[Records from a dataset]
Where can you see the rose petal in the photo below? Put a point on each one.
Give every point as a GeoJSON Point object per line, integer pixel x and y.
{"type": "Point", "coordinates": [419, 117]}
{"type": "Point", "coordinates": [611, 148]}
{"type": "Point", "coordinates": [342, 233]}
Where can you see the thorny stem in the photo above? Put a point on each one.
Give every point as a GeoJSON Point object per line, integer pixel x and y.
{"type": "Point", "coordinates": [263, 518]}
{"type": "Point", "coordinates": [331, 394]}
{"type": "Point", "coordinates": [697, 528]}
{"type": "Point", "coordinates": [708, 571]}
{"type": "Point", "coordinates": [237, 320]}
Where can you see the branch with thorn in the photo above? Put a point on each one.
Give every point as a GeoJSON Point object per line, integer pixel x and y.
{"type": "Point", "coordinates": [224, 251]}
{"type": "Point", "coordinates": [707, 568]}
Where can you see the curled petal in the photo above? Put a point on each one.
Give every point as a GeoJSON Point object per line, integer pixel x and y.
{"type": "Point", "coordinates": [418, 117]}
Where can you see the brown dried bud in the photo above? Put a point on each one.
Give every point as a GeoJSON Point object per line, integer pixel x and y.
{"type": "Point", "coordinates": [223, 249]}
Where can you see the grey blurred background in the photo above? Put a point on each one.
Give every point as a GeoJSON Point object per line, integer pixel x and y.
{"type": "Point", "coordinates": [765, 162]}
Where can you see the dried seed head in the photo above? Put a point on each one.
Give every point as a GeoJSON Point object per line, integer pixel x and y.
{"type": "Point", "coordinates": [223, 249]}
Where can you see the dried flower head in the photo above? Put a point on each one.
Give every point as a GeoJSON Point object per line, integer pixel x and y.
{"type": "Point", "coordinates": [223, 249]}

◆ GOAL ◆
Update all the rows above, replacing "integer pixel" with "whole-number pixel" and changing nothing else.

◆ RESPONSE FOR THIS EXERCISE ◆
Where can you see the rose petal in the photo below? Put a point on each one.
Give every point as a GeoJSON Point object per line, whole-number pixel x and y.
{"type": "Point", "coordinates": [419, 117]}
{"type": "Point", "coordinates": [611, 148]}
{"type": "Point", "coordinates": [342, 233]}
Where can you see the thorny stem in the photo above? Put a point on each one.
Give every point as a GeoJSON Point object per line, whole-number pixel x and y.
{"type": "Point", "coordinates": [263, 518]}
{"type": "Point", "coordinates": [331, 394]}
{"type": "Point", "coordinates": [697, 528]}
{"type": "Point", "coordinates": [708, 571]}
{"type": "Point", "coordinates": [237, 320]}
Where can you see the branch with thorn in the photo above? Put a point on each one.
Give every point as a GeoJSON Point object per line, whole-number pixel x and y.
{"type": "Point", "coordinates": [224, 251]}
{"type": "Point", "coordinates": [707, 568]}
Where can you see the curled petal in the photo above? Put a point on each one.
Give every point as a GeoJSON Point object per line, whole-number pixel x and y.
{"type": "Point", "coordinates": [418, 117]}
Where can you see the brown dried bud in the photo above? Put a point on each one.
Give every point as a GeoJSON Point object per line, whole-number pixel x and y.
{"type": "Point", "coordinates": [223, 249]}
Where can you see the grey blurred background in the photo above? Put a point on each one.
Give every point as a GeoJSON Point object per line, whole-number pixel x and y.
{"type": "Point", "coordinates": [765, 162]}
Where can you see the dried seed head in the photo above? Put a point on each one.
Give every point as a GeoJSON Point object per line, whole-number pixel x and y.
{"type": "Point", "coordinates": [223, 249]}
Where can you see the dried flower head in the photo above? Put a point on each one.
Give every point as a GeoJSON Point object per line, whole-number pixel x and y.
{"type": "Point", "coordinates": [223, 249]}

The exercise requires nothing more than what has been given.